Extract provided
On the bright side, anyone with nefarious purposes would have to
spend an awful lot of time wading through useless crap like rate
sheets and condition logs.
I write printer driver user guides for a living. Anything on the
hard drive can be deleted.
A. Be sure you install the driver that came on the CD with the
printer. That will give you more control of the printer memory than
the minimal driver that is in Windows Plug n Play.
B. Look at the job storage sections of the driver help or user
guide. Learn how to use the disk and to control what is saved on
the disk. It's not hard. We write the manuals to a 6th grade level,
so I'm sure y'all can handle it. You can probably set your defaults
to "never save jobs on the hard drive."
Also, I don't think they save things that are just copied. The printer/fax/scanners I work on only save things that are scanned or that are sent to the hard drive by the printer driver. Print jobs are only saved on the printer hard drive if you changed the printer driver settings to make that happen.
This is news how?
Oh, and Stephen Crane, you bet your bippy. When you make copies on
office equipment, assume nothing is secret.
In the age of email and tivo (which also contains a hard drive
*gasp*)-- when there are other people smarter than you on the
network (a.k.a. Network Engineers) assume that your mail is being
read, your copies being copied, your packets being sniffed, your
instant messenger traffic being read. You want 100% confidentiality
in your photo copies, buy your own desktop copier, put it in your
living room don't hook it up to a network and have at it.
Ah, so that's why the copiers at the USAF base where I do
reserve duty have those huge "Not for classified reproduction!"
signs on them.
Actually, yes and no. Way back in the olden days before large
hard-drives and computers, they had those same signs on copiers.

Given task 1
Please reproduce the comments about copier hard drives word for word, starting at "A. Be sure you" and ending at "Plug n Play.".
Given task 2
Write what comes next in the comments about copier hard drives, picking up after their last sentence.

Dataset
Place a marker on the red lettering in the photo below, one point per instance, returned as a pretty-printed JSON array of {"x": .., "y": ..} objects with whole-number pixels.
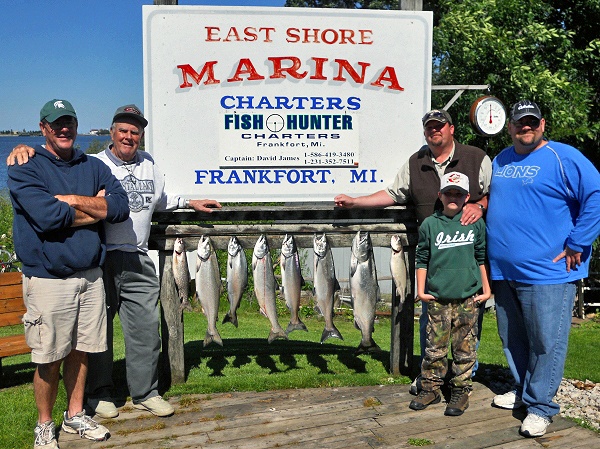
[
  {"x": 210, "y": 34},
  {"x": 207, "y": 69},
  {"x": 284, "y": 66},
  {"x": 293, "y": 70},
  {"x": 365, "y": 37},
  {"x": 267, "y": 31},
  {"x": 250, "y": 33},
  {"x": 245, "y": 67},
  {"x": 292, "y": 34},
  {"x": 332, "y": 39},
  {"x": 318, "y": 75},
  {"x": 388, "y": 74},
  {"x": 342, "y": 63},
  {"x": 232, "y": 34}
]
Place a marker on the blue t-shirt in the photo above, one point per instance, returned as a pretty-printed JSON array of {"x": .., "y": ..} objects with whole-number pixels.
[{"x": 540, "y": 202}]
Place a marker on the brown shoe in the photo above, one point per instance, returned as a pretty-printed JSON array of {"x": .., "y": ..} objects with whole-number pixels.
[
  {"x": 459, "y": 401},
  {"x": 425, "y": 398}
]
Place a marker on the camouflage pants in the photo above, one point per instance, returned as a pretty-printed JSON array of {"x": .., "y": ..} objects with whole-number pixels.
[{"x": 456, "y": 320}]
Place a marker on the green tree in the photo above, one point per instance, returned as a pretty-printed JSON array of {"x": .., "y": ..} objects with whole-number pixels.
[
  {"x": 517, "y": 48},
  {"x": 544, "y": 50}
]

Final answer 1
A. Be sure you install the driver that came on the CD with the
printer. That will give you more control of the printer memory than
the minimal driver that is in Windows Plug n Play.

Final answer 2
That's because in the days of the cold war, copiers that were not
in secure locations could be...compromised-- a small camera with an
electronic shutter could be placed underneath the glass and hooked
to the 'start' button. The camera would take a physical photo of
every document photocopied. It was a much cruder way of spying, but
that was the idea.
So only copiers approved and in secure locations were deemed
appropriate for use with classified documents.
Just like if enough voters find that the war on drugs is a
serious enough problem then the government will end it.
The difference is, that if 20% of copier buyers want a memoryless
copier, such copiers can be made available without forcing everyone
else to buy one.
If 20% of voters want to end the (federal) drug war, they're SOL.
Unfortunately, everyone has to have the same government.
Paul- Actually, I always assumed it was something like that. When I noticed those signs, my first thought was, "What the hell would classified documents be doing in this area anyway?" Where I am, anything more serious than FOUO is kept in a secure area, and moved from that area only under very specific circumstances. If I saw anyone actually carrying classified docs outside those areas, I'd want to know why.